▶ Try it
Among the entries, which lines carry the string "white"? Copy every one.

▶ Data for processing
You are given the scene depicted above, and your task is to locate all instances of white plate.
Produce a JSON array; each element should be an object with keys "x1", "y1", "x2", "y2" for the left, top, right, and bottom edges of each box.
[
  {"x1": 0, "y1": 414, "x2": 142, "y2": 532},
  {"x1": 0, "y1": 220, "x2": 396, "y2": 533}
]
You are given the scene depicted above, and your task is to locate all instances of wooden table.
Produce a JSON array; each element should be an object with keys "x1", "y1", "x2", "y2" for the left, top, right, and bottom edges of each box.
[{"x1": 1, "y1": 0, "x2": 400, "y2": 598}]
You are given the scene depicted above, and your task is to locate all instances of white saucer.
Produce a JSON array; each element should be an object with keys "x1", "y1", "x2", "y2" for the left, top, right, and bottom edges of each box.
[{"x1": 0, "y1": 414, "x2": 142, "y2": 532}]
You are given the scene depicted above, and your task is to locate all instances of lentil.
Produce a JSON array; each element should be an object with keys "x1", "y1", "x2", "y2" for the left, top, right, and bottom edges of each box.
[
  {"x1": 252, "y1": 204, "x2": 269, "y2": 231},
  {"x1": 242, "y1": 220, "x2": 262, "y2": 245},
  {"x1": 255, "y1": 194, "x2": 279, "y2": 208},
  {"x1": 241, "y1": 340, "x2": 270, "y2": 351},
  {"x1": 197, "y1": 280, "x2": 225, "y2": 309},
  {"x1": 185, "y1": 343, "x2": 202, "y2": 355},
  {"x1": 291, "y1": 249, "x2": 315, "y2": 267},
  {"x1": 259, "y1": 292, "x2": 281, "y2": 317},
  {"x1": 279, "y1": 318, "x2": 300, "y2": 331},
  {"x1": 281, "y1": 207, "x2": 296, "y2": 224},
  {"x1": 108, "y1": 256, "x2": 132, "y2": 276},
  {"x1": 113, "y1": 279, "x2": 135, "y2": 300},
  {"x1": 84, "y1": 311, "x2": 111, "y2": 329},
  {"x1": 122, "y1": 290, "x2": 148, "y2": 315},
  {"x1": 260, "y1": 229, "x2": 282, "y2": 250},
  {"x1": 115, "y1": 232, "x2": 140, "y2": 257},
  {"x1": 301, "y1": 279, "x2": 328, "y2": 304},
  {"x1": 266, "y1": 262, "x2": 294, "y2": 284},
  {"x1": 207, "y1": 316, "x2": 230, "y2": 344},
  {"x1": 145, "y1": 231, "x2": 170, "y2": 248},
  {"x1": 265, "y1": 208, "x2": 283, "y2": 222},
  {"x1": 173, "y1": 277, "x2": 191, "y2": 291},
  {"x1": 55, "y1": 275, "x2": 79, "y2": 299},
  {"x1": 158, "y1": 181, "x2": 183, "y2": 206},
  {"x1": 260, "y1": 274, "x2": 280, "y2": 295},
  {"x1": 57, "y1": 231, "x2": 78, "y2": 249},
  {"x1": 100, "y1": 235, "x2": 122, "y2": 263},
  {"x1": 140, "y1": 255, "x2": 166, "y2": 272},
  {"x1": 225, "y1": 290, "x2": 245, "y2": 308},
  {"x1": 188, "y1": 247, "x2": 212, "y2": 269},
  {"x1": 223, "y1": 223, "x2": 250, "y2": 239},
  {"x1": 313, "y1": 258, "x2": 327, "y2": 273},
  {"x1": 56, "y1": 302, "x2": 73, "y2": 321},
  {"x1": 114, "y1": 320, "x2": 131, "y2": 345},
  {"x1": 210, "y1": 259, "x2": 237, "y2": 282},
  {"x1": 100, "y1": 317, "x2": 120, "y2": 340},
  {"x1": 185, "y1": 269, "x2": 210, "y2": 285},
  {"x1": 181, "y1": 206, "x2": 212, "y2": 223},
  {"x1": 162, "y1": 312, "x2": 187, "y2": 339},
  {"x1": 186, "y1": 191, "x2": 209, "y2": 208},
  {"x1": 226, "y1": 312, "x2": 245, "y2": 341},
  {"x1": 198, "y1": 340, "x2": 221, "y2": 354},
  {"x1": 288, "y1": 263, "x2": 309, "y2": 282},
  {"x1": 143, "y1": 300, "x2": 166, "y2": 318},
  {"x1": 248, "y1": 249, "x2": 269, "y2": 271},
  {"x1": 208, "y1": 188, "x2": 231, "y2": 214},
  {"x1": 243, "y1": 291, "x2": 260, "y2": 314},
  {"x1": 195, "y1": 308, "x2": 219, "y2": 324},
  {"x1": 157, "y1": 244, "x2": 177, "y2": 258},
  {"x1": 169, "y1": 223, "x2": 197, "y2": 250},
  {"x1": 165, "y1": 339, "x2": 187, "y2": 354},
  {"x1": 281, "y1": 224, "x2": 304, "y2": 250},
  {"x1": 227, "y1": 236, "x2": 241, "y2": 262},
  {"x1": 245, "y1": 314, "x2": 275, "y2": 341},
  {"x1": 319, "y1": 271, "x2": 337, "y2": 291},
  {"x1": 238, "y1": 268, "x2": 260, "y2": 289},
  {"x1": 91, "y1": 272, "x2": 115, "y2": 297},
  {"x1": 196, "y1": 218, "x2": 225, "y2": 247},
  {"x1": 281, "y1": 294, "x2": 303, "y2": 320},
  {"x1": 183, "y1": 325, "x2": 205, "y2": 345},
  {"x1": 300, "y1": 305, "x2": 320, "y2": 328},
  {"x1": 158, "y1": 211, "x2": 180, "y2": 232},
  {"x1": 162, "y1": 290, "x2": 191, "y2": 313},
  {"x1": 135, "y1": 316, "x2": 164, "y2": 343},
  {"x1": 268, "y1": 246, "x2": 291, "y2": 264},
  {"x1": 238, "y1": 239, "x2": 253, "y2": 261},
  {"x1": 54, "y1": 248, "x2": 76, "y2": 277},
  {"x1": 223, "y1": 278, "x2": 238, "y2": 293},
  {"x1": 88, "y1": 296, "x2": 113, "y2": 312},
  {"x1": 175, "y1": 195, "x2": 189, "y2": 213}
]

▶ The completed task
You are given the scene depicted above, and your task is to locate all instances of white plate.
You are given the scene depicted above, and your task is to locate all instances of white saucer.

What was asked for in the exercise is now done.